[WHAT YOU NEED TO DO]:
- A) Translate into Spanish this sentence from the Alberta fracking article: "No fines will be levied at the companies responsible for the water contamination."
- B) Duplicate the passage of the Alberta fracking article from "Some of the" up to and including "prevent contaminant migration.".

The incident occurred near Grande Prairie in northern Alberta when Crew Energy and GasFrac Energy Services workers failed to “recognize and properly assess a number of issues that led to the perforation and fracturing above the base of groundwater protection,” according to the report.

Workers accidentally fracked directly into an underground water table after a series of mishandled errors resulted in a massively bungled frack job that injected 42 cubic metres of unrecoverable propane gel into an aquifer some 136 metres below ground. 
 
Personnel from Crew Energy told the Calgary Herald the company is “embarrassed” about the accident. Rob Morgan, chief operating officer for Crew said, “there’s no question of our appreciation of the severity of this,” adding, “pretty much all of the personnel who were involved in this particular circumstance are no longer with the company.”

 
The accident, documented in detail in ERCB‘s 19-page report, violated the favoured gas industry assurance that fracking will never occur above base groundwater depths. 
 
Oil and gas industry lobby group Canadian Association of Petroleum Producers (CAPP) insists on its public relations website morefactslessfriction.ca that fracking production pipes are “bound by rock and several hundred meters below the deepest fresh water aquifers.” Canada’s National Energy Board writes that “hydraulic fracturing is permitted only well below the deepest freshwater aquifers.”
 
The ERCB holds that “for shallow hydraulic fracturing operations, the ERCB has regulations that strictly limit the depth of shallow fracturing, distances to water wells, limit the fracture volumes that can be used and specify the use of nontoxic fracture fluids to ensure groundwater protection.” 
 
Some of the major incidents involving water contamination – such as the high-profile water contamination case in Pavillion, Wyoming – are related to shallow gas wells, where cement barriers are unable to isolate frack fluids from water-bearing zones, or geological barriers (i.e. rock beds) are insufficient to prevent contaminant migration.
 
In this particular incident operators botched a frack job at roughly 136 metres below surface level, even though the base of groundwater protection was at a depth of 600 metres. 
 
According to the ERCB report, misinterpreted information related to a collapsed tube (pictured below) caused “off-depth perforations” at the shallow level. Crew employees were meant to perforate the surrounding rock at 1486 metres.
 
In the report’s conclusions ERCB cites inadequate monitoring equipment, a failure to recognize warning signs, and a failure to investigate operational irregularities as central to the incident. 
 
No fines will be levied at the companies responsible for the water contamination.
 
Crew Energy has been issued a High Risk Noncompliance Directive for a failure to use non-toxic fracking fluids above the base of groundwater protection. The company also received a High Risk Enforcement Action Directive and must formulate an ‘action plan’ to ‘prevent similar noncompliance events…in the future.”
 
In addition, Crew is required to conduct ongoing water monitoring in the area.

[SOURCE MATERIAL]:

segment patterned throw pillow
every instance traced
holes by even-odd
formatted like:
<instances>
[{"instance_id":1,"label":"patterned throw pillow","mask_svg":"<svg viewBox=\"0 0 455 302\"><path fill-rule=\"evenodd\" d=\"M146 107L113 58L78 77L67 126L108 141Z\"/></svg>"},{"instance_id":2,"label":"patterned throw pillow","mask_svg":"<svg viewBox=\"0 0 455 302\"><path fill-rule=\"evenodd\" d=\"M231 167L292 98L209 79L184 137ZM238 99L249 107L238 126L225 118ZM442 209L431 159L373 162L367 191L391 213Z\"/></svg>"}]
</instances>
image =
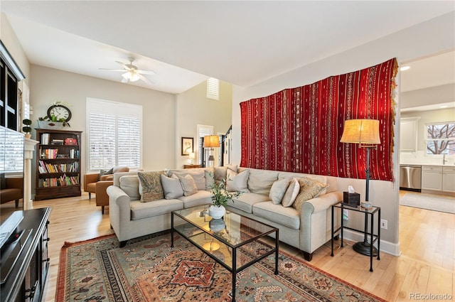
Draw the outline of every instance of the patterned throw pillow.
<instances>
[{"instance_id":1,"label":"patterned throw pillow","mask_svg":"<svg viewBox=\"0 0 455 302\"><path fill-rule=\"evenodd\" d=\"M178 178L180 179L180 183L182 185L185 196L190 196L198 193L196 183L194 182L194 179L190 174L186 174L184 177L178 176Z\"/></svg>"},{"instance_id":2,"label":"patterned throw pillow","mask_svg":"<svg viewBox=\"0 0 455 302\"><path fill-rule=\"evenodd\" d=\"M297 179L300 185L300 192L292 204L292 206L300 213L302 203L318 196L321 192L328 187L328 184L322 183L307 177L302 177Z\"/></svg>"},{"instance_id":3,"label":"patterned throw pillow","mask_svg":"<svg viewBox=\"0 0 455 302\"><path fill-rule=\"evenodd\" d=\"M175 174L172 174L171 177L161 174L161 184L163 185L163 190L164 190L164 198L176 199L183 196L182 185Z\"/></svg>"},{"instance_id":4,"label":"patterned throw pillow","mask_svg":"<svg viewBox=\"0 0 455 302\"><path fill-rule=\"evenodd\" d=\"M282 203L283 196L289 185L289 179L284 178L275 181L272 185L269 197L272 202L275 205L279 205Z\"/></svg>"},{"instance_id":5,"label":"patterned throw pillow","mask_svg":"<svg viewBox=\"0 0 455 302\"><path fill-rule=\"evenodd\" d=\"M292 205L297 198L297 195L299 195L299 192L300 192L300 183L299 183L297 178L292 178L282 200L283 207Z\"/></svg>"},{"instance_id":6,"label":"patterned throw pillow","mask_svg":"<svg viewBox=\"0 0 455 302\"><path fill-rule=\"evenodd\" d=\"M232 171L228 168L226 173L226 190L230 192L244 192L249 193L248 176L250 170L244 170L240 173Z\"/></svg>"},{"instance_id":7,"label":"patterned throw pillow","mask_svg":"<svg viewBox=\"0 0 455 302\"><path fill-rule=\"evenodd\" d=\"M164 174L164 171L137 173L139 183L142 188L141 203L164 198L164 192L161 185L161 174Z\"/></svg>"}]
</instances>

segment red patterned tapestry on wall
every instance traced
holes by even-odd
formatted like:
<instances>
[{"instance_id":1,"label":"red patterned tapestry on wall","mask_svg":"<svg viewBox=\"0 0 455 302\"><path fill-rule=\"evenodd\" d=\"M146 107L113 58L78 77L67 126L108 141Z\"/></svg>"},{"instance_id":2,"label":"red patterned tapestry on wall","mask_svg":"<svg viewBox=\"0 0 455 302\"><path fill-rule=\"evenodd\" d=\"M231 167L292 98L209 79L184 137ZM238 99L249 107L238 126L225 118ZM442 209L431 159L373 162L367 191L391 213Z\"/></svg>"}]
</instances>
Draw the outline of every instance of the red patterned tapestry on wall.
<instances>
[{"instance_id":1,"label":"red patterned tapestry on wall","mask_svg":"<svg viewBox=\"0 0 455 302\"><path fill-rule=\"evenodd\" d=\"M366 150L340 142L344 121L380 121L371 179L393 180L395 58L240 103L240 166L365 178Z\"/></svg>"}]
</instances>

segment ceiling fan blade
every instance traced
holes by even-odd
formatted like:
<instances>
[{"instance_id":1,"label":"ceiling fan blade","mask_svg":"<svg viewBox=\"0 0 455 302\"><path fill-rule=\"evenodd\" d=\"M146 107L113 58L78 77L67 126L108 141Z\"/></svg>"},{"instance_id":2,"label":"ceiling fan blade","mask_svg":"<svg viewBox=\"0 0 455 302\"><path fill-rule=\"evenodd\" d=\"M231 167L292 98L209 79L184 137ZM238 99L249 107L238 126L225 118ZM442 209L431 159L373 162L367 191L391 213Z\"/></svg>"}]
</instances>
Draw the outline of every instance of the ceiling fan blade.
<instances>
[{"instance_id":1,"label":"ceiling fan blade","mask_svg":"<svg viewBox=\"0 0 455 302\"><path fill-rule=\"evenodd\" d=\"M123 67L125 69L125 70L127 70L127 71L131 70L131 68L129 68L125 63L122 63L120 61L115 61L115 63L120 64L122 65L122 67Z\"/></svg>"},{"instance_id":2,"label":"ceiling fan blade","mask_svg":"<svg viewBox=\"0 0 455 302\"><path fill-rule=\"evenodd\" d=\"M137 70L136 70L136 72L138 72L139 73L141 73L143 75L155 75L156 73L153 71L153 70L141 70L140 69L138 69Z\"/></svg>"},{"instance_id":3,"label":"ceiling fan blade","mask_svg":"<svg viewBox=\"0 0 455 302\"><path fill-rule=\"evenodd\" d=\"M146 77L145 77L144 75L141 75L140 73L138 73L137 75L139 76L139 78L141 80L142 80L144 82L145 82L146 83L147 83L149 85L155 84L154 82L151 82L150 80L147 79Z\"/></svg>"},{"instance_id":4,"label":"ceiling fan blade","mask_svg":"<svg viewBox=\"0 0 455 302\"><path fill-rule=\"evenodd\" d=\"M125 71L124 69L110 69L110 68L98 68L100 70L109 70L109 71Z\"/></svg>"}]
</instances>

[RESPONSES]:
- A) No se impondrán multas a las empresas responsables de la contaminación del agua.

- B)
Some of the major incidents involving water contamination – such as the high-profile water contamination case in Pavillion, Wyoming – are related to shallow gas wells, where cement barriers are unable to isolate frack fluids from water-bearing zones, or geological barriers (i.e. rock beds) are insufficient to prevent contaminant migration.